» **BRIEF**: Return all lines of the records that contain the word "shoe".

» **DATA EXTRACTS**:
______________________________

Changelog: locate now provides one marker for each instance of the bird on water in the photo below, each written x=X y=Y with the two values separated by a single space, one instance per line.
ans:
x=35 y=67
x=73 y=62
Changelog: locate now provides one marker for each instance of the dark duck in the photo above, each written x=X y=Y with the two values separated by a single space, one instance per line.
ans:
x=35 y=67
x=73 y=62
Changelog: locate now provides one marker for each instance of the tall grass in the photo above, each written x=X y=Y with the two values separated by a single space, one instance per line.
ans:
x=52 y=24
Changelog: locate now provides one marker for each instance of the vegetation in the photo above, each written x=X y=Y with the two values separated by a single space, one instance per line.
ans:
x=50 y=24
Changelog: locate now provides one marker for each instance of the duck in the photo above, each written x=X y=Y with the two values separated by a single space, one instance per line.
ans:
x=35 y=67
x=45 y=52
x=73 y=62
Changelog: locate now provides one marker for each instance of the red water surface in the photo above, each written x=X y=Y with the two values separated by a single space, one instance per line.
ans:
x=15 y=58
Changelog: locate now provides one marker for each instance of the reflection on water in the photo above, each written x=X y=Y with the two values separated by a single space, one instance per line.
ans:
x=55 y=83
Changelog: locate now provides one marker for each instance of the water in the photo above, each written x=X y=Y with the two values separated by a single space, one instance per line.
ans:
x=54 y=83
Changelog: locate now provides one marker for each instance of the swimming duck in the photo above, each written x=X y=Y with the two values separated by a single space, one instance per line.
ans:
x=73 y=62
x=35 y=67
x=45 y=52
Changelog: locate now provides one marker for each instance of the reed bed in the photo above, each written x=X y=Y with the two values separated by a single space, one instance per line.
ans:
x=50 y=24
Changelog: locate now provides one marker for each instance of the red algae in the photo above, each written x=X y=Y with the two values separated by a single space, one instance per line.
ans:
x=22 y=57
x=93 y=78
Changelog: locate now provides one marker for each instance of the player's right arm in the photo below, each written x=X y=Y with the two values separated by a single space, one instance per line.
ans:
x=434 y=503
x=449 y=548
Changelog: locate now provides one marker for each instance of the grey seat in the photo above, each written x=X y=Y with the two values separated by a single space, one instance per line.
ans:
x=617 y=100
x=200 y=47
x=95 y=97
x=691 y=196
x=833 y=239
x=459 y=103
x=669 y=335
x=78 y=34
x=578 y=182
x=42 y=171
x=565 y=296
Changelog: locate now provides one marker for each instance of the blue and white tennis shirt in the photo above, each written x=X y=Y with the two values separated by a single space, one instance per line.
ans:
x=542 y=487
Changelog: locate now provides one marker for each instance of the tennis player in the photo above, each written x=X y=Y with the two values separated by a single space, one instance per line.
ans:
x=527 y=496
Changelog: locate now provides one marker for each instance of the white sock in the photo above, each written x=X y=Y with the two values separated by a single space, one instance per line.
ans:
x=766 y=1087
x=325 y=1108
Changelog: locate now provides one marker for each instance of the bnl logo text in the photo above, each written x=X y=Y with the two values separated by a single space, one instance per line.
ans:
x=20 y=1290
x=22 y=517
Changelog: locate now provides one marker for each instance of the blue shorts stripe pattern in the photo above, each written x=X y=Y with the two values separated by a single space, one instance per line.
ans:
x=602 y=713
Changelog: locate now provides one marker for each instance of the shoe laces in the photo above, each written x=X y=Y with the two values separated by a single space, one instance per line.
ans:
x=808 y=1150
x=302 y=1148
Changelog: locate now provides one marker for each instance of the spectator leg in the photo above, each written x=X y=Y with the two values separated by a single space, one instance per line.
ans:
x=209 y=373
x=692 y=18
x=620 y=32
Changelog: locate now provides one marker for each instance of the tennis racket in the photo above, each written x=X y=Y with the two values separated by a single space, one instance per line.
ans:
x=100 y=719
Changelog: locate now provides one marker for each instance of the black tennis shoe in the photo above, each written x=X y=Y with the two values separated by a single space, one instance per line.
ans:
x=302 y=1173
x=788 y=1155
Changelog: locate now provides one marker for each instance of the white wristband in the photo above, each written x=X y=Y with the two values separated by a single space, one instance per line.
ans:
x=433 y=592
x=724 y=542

______________________________

» **OUTPUT OF THE EXERCISE**:
Changelog: locate now provides one marker for each instance of the shoe laces in the photo above, each written x=X y=Y with the two values separated by a single space, one instance per line.
Changelog: locate now provides one marker for each instance of the black tennis shoe in the photo above, each written x=X y=Y with the two values separated by a single space, one instance per line.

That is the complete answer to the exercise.